**What you need to do**
If a line in the data holds the string "flower", list it.

**Working data**
**********

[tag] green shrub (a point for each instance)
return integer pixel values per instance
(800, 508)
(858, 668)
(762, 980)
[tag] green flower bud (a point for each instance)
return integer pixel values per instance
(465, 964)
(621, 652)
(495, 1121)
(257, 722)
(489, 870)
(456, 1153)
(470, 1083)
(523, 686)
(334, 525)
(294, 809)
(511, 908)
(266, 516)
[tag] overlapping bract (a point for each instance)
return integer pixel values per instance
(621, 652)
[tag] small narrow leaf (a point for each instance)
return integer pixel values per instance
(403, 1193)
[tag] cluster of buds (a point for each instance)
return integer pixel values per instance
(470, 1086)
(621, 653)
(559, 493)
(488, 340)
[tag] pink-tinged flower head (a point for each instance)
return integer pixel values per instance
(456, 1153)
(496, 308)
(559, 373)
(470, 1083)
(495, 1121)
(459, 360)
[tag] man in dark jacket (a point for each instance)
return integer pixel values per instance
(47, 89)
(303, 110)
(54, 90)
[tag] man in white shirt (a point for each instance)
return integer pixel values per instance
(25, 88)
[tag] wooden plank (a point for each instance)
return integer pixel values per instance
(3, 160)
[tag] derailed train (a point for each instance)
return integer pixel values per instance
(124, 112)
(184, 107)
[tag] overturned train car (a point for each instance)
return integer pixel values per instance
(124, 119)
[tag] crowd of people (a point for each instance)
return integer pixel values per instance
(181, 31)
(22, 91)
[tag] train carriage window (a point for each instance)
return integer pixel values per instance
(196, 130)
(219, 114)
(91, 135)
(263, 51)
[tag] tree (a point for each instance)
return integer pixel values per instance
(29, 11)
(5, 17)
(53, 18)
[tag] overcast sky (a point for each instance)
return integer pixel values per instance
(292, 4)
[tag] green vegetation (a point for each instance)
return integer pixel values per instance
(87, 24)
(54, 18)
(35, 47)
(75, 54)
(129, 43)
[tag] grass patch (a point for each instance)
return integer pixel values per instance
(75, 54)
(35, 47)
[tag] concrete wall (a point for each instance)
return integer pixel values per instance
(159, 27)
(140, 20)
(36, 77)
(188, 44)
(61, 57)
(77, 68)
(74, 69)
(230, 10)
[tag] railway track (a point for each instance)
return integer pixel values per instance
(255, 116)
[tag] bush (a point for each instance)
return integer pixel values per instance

**********

**Solution below**
[tag] green flower bud (a point for each instance)
[tag] pink-tinged flower head (a point for each instance)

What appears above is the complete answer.